WHAT THE TASK REQUIRES →
Give back each line of the data exactly as it reads, minus the pictures.

---- MATERIAL SUPPLIED

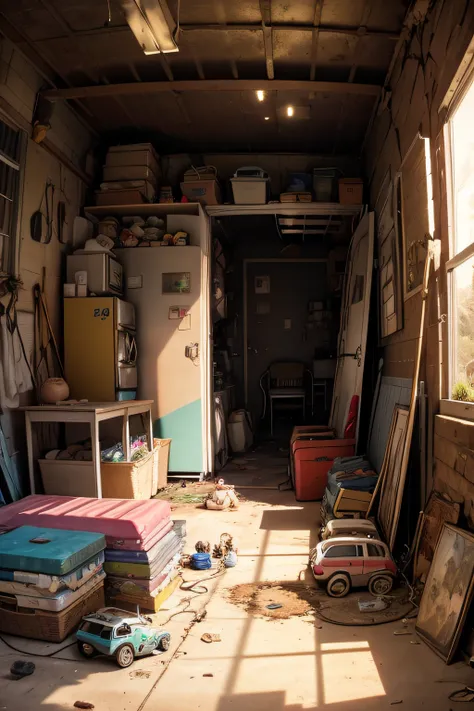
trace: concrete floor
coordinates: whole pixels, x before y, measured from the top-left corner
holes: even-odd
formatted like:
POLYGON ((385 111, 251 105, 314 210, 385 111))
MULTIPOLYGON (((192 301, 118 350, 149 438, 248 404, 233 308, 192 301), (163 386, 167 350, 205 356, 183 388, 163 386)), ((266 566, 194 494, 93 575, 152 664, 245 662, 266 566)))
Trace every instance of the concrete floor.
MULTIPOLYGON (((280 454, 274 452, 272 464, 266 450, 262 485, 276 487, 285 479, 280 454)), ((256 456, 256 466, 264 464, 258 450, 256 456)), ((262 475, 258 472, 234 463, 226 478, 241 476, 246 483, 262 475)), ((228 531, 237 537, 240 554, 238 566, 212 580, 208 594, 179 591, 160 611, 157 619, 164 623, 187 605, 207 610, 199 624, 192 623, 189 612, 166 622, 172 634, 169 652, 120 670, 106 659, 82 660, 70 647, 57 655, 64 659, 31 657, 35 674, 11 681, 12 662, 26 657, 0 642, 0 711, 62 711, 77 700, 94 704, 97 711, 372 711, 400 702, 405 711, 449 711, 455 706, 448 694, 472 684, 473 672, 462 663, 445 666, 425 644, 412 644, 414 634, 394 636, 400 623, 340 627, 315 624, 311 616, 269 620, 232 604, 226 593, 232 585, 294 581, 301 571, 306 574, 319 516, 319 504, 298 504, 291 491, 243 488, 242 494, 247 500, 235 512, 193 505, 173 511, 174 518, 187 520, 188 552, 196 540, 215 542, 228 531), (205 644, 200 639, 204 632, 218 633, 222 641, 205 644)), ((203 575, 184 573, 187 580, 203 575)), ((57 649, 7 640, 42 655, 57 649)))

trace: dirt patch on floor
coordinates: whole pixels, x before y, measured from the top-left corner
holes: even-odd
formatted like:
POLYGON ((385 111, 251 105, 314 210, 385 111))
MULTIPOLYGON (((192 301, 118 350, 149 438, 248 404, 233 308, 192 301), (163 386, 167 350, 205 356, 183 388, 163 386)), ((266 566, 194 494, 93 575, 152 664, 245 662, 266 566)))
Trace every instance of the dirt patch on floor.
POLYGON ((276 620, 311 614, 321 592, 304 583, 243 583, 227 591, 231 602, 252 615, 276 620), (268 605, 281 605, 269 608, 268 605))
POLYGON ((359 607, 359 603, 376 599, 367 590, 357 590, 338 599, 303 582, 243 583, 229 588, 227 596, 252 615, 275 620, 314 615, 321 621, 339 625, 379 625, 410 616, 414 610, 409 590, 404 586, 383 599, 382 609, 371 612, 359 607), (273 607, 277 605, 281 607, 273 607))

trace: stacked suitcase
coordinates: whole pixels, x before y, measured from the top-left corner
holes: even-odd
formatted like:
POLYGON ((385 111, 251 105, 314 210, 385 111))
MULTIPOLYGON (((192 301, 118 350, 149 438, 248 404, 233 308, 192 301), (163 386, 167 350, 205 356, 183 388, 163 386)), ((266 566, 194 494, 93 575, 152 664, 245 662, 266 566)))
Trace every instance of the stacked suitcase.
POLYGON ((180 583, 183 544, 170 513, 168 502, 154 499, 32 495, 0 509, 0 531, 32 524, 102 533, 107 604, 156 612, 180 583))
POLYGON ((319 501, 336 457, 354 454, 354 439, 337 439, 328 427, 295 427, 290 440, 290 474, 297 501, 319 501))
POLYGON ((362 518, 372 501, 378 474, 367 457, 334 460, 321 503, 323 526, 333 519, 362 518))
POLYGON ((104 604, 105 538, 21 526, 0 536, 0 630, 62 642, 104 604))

--------

ANSWER →
trace: concrete floor
coordinates: whole pixels, x before y, measured from the top-left corner
holes: even-odd
formatted like:
POLYGON ((385 111, 251 105, 314 210, 385 111))
MULTIPOLYGON (((192 301, 118 350, 149 438, 248 404, 233 308, 192 301), (163 386, 167 350, 205 356, 183 388, 163 386)), ((266 566, 194 494, 93 575, 152 664, 245 662, 266 566)))
Trace every instance of the concrete floor.
MULTIPOLYGON (((280 454, 274 452, 272 464, 266 450, 262 485, 276 487, 285 479, 280 454)), ((256 456, 256 466, 264 464, 258 450, 256 456)), ((262 475, 258 472, 234 463, 226 478, 241 476, 246 483, 262 475)), ((228 531, 237 537, 240 554, 238 566, 212 580, 208 594, 179 591, 160 611, 157 619, 164 623, 187 605, 207 610, 199 624, 192 623, 189 612, 166 622, 172 634, 169 652, 120 670, 106 659, 82 660, 70 647, 57 655, 64 659, 31 657, 35 674, 11 681, 12 662, 26 657, 0 642, 0 711, 62 711, 77 700, 94 704, 97 711, 372 711, 400 702, 405 711, 449 711, 455 706, 448 694, 472 684, 473 672, 462 663, 445 666, 425 644, 412 644, 414 634, 394 636, 400 623, 340 627, 315 624, 311 616, 269 620, 232 604, 226 593, 232 585, 294 581, 301 571, 306 574, 319 516, 319 504, 298 504, 291 491, 243 488, 242 494, 247 500, 235 512, 193 505, 173 511, 174 518, 187 520, 188 552, 196 540, 215 542, 228 531), (205 644, 200 639, 204 632, 218 633, 222 641, 205 644)), ((203 575, 184 573, 187 580, 203 575)), ((57 649, 7 640, 42 655, 57 649)))

trace: dirt patch on floor
coordinates: whole pixels, x before y, measured from the top-left corner
holes: even-odd
formatted like:
POLYGON ((385 111, 251 105, 314 210, 385 111))
MULTIPOLYGON (((192 301, 118 350, 149 438, 248 404, 233 308, 192 301), (163 386, 167 350, 205 356, 183 388, 163 386)), ((266 566, 194 494, 93 575, 152 664, 245 662, 266 566)))
Trace every instance of the dirt patch on floor.
POLYGON ((276 620, 311 614, 321 592, 304 583, 243 583, 227 591, 231 602, 252 615, 276 620), (268 605, 281 605, 269 608, 268 605))
POLYGON ((359 607, 359 603, 376 599, 367 590, 357 590, 338 599, 303 582, 243 583, 229 588, 227 596, 252 615, 275 620, 314 615, 321 621, 339 625, 379 625, 410 616, 414 610, 409 590, 404 586, 383 599, 382 609, 371 612, 359 607), (273 607, 277 605, 281 607, 273 607))

trace: stacked suitcase
coordinates: whole pixels, x before y, measured from the top-left corner
holes: even-odd
formatted like:
POLYGON ((385 111, 251 105, 314 210, 385 111))
MULTIPOLYGON (((192 301, 118 350, 149 438, 248 404, 233 308, 192 301), (163 386, 167 350, 205 356, 183 388, 163 386)), ((266 566, 194 494, 93 575, 152 664, 245 662, 266 566)))
Trace every instance of the stacked suitcase.
POLYGON ((180 583, 183 544, 170 513, 168 502, 154 499, 32 495, 0 509, 0 531, 32 524, 102 533, 107 604, 156 612, 180 583))
POLYGON ((319 501, 336 457, 354 454, 354 439, 337 439, 328 427, 295 427, 290 440, 290 474, 297 501, 319 501))
POLYGON ((362 518, 372 501, 378 474, 367 457, 334 460, 321 503, 323 526, 333 519, 362 518))
POLYGON ((104 604, 105 538, 21 526, 0 536, 0 630, 62 642, 104 604))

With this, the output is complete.